------ Material provided

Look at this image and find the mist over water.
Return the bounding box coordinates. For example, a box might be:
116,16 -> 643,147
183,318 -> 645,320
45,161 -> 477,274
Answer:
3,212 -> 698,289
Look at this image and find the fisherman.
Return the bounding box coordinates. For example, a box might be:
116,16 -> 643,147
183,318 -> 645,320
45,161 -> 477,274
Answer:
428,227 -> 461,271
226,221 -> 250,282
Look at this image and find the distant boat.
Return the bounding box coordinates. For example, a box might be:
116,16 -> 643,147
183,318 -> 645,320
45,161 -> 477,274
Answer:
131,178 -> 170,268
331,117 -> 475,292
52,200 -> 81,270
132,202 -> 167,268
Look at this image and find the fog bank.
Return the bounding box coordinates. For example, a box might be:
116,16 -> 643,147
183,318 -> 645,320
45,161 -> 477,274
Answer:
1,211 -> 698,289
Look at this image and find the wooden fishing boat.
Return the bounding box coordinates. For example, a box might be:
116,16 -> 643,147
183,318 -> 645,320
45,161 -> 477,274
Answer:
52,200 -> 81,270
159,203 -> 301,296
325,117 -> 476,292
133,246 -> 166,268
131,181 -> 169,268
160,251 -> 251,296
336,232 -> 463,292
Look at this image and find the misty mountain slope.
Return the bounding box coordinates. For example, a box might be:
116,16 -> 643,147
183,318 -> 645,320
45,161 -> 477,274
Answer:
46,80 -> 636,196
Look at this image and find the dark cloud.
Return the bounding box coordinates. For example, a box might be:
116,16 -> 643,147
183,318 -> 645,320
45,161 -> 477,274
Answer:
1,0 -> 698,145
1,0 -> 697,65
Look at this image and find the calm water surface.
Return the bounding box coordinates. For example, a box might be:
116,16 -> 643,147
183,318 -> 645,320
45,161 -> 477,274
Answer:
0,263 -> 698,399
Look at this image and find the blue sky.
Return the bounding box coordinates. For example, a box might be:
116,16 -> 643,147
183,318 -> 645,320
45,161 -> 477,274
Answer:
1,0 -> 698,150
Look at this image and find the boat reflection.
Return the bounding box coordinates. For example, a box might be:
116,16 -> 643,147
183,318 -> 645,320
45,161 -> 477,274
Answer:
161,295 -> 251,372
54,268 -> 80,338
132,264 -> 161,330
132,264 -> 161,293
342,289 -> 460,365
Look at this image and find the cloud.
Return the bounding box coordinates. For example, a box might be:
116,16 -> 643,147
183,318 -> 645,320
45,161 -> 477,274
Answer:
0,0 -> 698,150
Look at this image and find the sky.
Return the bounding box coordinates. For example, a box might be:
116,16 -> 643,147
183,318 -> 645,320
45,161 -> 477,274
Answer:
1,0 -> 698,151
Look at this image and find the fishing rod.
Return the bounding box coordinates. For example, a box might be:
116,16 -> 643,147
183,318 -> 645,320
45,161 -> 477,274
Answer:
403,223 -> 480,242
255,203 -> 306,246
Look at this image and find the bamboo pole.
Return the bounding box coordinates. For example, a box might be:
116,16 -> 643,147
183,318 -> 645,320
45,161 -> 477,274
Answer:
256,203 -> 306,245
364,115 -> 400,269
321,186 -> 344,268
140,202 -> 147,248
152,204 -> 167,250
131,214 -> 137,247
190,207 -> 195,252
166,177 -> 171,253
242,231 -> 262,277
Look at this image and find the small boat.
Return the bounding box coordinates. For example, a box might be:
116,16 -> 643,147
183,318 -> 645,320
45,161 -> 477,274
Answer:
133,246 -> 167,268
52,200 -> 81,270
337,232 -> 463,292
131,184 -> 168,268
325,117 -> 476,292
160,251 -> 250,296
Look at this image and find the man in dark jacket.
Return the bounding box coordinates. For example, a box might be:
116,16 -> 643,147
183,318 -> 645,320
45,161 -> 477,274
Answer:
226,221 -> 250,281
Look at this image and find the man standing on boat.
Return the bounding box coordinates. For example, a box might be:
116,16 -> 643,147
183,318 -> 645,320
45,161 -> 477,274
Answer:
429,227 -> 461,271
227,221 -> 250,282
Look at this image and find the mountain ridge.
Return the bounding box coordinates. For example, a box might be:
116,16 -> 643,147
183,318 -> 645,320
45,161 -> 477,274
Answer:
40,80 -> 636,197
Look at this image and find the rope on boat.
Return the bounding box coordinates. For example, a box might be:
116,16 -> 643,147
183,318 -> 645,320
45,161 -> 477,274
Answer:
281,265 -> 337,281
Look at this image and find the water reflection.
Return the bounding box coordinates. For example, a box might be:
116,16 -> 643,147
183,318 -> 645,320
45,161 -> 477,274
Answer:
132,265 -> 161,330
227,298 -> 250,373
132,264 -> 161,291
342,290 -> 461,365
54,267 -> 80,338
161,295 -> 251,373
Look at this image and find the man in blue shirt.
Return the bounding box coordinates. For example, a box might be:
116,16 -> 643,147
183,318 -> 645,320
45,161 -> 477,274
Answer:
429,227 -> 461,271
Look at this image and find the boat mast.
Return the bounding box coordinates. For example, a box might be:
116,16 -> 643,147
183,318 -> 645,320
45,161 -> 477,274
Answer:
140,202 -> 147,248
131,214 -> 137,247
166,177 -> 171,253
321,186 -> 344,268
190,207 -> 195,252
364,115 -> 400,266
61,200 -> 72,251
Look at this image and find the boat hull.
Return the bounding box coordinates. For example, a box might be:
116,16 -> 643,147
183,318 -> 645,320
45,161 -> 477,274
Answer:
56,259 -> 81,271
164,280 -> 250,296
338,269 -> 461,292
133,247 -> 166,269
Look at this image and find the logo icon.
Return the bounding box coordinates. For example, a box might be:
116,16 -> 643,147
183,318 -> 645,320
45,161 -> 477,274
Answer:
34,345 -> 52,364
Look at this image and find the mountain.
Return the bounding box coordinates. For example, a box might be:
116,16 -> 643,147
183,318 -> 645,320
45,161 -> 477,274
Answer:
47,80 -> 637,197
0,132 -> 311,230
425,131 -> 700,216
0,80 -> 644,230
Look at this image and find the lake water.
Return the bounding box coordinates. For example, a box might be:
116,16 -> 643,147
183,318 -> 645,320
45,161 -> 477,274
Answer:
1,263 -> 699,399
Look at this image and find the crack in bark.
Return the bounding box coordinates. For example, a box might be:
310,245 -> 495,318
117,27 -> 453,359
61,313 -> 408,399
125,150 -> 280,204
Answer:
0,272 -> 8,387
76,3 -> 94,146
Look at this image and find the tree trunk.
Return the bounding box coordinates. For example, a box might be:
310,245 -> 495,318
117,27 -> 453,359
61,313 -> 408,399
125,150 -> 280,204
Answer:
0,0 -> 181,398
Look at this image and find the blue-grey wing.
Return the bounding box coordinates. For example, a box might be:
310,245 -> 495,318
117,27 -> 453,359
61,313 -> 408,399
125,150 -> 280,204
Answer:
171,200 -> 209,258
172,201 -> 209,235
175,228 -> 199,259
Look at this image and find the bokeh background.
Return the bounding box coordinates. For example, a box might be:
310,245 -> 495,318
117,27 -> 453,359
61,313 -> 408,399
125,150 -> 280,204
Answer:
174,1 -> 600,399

------------

*Task to complete*: In the records above, find the lines containing "cloud" and copy them.

*Result for this task*:
Look at this image and find the dark cloud.
Look at this image and find the cloud.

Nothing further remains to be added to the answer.